TASK DESCRIPTION - Reproduce exactly the line in which "Target: black pole" occurs and all the lines after it, ending with the last line.

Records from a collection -

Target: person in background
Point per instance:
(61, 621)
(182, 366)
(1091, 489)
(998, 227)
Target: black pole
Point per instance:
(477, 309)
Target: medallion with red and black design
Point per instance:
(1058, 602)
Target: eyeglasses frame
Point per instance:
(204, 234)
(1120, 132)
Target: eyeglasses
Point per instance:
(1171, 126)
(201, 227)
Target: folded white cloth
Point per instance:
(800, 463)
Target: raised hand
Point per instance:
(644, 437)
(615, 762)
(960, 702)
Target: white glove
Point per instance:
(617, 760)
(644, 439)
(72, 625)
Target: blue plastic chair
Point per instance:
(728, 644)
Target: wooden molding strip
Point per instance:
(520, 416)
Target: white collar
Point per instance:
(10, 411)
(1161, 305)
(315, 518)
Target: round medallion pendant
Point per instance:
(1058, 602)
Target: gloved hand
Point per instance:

ANSWER -
Target: black pole
Point per instance:
(477, 309)
Target: medallion with red and black design
Point per instance:
(1058, 602)
Target: eyeglasses frame
Point per instance:
(204, 234)
(1120, 132)
Target: eyeglasses
Point per instance:
(1171, 126)
(201, 227)
Target: folded white cloth
Point per instance:
(800, 463)
Target: raised hand
Point per instance:
(644, 437)
(615, 762)
(960, 702)
Target: white glove
Point per instance:
(617, 760)
(644, 439)
(72, 625)
Target: blue plastic chair
Point per instance:
(728, 644)
Target: wooden molding strip
Point per instance:
(520, 416)
Target: white collar
Point per instance:
(10, 411)
(1161, 305)
(315, 518)
Target: round medallion pendant
Point per instance:
(1058, 602)
Target: gloved hand
Point per instance:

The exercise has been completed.